• **ОТРЫВОК**:
-- -- --

Журнальный зал

Русский
толстый журнал как эстетический феномен

Опубликовано в журнале: Октябрь 2010, 1

Другой Чехов

Чехов написал не очень много пьес. В самом конце своей жизни, когда был неизлечимо болен. Говорят, что писать он их начал для заработка, – ему предложил МХТ. Идеи стать драматургом у него не было: хотелось получить большой гонорар (хотя они и так у него были немаленькие), вероятно, войти в театральные круги, познакомиться с прекрасными женщинами, и, в общем, все получилось. А вот что так и не получилось – это научиться писать “правильные” пьесы. Конечно, в его время уже были и Ибсен, и Гауптман, и Морис Метерлинк, и символизм; и некая поэтическая декламация бессознательного уже утвердилась на сцене, но, во-первых, никто не уверен, что Чехов все эти вещи так уж хорошо знал, а во-вторых, хотя бы из вредности он никогда бы не стал этому следовать. Все эти надрывные монологи, автохарактеристики, которые ни один нормальный человек сам себе никогда не даст, – все это совершенно точно нельзя назвать драматургией. И тем не менее, за прошедшие сто лет Чехов, безусловно, стал мировым драматургом номер один, уверенно потеснив всех: и американцев, и европейцев. Он стал автором не то чтобы пьес, но каких-то, черт его знает, религиозных постулатов театра, его мантр, его священных текстов, без знания и постановки которых ни один актер или режиссер ни в глухом американском штате, где тоже есть университетские театры, ни в далекой прекрасной Индии, ни тем более в Японии не может получить театральную инициацию.

Мы, русские, относимся к этому интернациональному, глобалистскому Чехову, к его посмертному и невероятному для русского автора успеху с некоторой, прямо скажем, местной подозрительностью. Нам все время кажется, что “они” вычитывают в нем что-то не совсем то, неправильно его трактуют, что драмы, а верней, комедии Чехова в состоянии полностью понять только мы, его соотечественники, а вообще-то, положа руку на сердце, ничего такого особенного в них нет. Чтоб уж так вот, всем миром, на него накидываться и тем самым лишать нас возможности считать его неразгаданным и непонятым русским гением. Каким мы, к примеру, считаем Пушкина.

Я не знаю, из какого постулата исходил Сергей Женовач, когда поставил в своей “Студии театрального искусства” (где играют его бывшие и нынешние студенты) не пьесу, а повесть Чехова “Три года” – вещь отнюдь не сценическую, в которой действие растянуто на несколько лет (собственно, вот на эти три года), происходит оно в совершенно разных местах, в Москве и в провинции, и за эти три года случается много такого разного, что в пьесе Чехова вряд ли может произойти: умирают дети, сходят с ума взрослые, люди болеют долго и мучительно, и постепенно из небытия и ужаса жизни возникает настоящая, всамделишная любовь и семья.

-- -- --

• **ВЫДЕРЖКИ ИЗ СТРОК**:

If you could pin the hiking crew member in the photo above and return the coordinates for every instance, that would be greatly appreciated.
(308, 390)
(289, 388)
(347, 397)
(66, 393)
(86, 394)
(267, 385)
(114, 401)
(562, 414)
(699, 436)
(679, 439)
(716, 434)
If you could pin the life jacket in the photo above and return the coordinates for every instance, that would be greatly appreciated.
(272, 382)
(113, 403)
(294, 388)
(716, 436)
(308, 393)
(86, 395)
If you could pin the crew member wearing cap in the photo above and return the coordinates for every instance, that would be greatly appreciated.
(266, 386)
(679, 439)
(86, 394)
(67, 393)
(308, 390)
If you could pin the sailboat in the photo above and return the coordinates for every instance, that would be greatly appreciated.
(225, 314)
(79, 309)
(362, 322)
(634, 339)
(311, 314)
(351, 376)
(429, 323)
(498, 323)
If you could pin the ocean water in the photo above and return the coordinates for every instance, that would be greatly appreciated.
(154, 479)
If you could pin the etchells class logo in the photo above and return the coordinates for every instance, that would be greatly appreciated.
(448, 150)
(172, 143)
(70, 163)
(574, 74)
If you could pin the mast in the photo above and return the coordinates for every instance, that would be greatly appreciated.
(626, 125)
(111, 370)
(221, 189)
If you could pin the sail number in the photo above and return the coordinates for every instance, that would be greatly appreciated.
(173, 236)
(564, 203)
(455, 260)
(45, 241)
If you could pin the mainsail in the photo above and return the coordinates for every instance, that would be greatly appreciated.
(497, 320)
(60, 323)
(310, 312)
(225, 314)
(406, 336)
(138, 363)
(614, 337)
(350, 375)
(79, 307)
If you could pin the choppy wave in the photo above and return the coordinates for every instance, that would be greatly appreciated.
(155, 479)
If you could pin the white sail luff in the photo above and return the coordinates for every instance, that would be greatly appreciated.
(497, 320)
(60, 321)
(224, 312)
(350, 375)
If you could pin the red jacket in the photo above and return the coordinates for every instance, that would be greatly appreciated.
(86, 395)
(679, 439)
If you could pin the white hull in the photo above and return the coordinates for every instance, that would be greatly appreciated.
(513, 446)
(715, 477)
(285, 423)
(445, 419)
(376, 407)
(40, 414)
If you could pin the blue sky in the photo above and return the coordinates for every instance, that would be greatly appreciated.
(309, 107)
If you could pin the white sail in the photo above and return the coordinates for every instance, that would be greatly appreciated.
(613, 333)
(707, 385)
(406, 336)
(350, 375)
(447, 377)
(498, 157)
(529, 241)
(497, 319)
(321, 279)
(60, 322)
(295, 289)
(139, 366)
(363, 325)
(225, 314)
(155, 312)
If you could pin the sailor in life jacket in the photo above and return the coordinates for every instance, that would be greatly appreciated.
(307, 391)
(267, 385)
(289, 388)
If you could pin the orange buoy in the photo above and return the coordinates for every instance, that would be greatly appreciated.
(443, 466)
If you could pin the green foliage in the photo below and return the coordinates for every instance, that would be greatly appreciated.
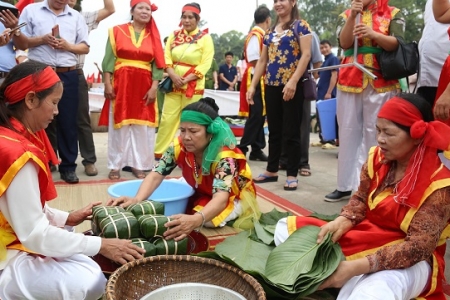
(230, 41)
(322, 16)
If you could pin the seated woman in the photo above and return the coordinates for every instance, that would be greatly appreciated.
(212, 164)
(394, 228)
(38, 258)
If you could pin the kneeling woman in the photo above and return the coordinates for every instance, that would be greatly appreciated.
(393, 231)
(212, 164)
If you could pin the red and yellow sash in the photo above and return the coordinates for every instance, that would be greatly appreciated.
(203, 184)
(389, 222)
(247, 76)
(17, 149)
(132, 78)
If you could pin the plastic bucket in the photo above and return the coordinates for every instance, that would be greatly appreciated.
(327, 118)
(174, 194)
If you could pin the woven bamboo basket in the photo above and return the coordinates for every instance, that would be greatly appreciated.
(136, 279)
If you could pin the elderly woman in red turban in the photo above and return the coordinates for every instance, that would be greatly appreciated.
(39, 259)
(393, 231)
(132, 67)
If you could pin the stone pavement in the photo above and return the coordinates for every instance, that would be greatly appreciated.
(309, 194)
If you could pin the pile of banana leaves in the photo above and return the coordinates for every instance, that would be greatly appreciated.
(293, 270)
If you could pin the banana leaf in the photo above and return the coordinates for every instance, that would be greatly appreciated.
(148, 207)
(295, 256)
(246, 253)
(263, 235)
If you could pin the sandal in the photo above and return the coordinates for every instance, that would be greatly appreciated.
(288, 187)
(304, 172)
(138, 173)
(114, 175)
(265, 178)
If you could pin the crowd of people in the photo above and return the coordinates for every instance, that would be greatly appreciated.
(389, 162)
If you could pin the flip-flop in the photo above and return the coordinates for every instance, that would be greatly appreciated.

-- -- --

• **ЧАСТИ ЗАДАНИЯ**:
[a] Верните дословно часть отрывка о Чехове: начните с места, где стоят слова «Я не знаю, из», и остановитесь после слов «любовь и семья.».
[b] Продолжите отрывок о Чехове с того места, на котором он обрывается.
Строки — самостоятельный материал, отдельный от отрывка о Чехове.

• **РЕШЁННЫЕ ЗАДАНИЯ**:
[a]
Я не знаю, из какого постулата исходил Сергей Женовач, когда поставил в своей “Студии театрального искусства” (где играют его бывшие и нынешние студенты) не пьесу, а повесть Чехова “Три года” – вещь отнюдь не сценическую, в которой действие растянуто на несколько лет (собственно, вот на эти три года), происходит оно в совершенно разных местах, в Москве и в провинции, и за эти три года случается много такого разного, что в пьесе Чехова вряд ли может произойти: умирают дети, сходят с ума взрослые, люди болеют долго и мучительно, и постепенно из небытия и ужаса жизни возникает настоящая, всамделишная любовь и семья.

[b]
Наверное, вот это последнее, про любовь, и есть самое интересное для меня. Дело в том, что во всех пьесах Чехова, в тех бесчисленных постановках, которые я пересмотрел за свою жизнь, нет никакой любви. Нет эротических чувств. Нет страсти. Персонажи об этом много говорят (и в “Чайке”, и в “Трех сестрах”), обсуждают, как они любят, кого, отталкиваются от любви, как от важного побудительного мотива своих поступков. Но самой любви, увы, не показано. Так, какие-то намеки… То ли Чехов сам не очень хорошо понимал, что это такое, то ли сильные и банальные чувства мешали ему создавать кружевную ткань своих вербальных опер. Музыкальную, тонкую ткань из его знаменитых слов.

А вот в прозе Чехова любовь, конечно же, есть. Есть она и в пьесе “Три года” – не очень счастливая, правда, горькая, даже мучительная, но любовь. Живое, искреннее, развивающееся на наших глазах чувство. Вообще, чтобы уж поставить все точки над “ё”, скажу сразу, как я ощущаю эту самую свежую и самую необычную за последнее время чеховскую постановку: Женовач не случайно нашел в собрании сочинений эту вещь и не случайно разобрал ее на наших глазах, представил именно как драму, ибо это другой Чехов, не канонический, не психоаналитический, не подсознательно-иносказательный, к которому мы привыкли. Это Чехов гораздо более реальный, прямой. И значит, более “русский”, по мысли Женовача. Не Чехов театра интернационального, которого ставят на всех широтах и меридианах, а такой Чехов, которого можно поставить только здесь, только в нашей стране.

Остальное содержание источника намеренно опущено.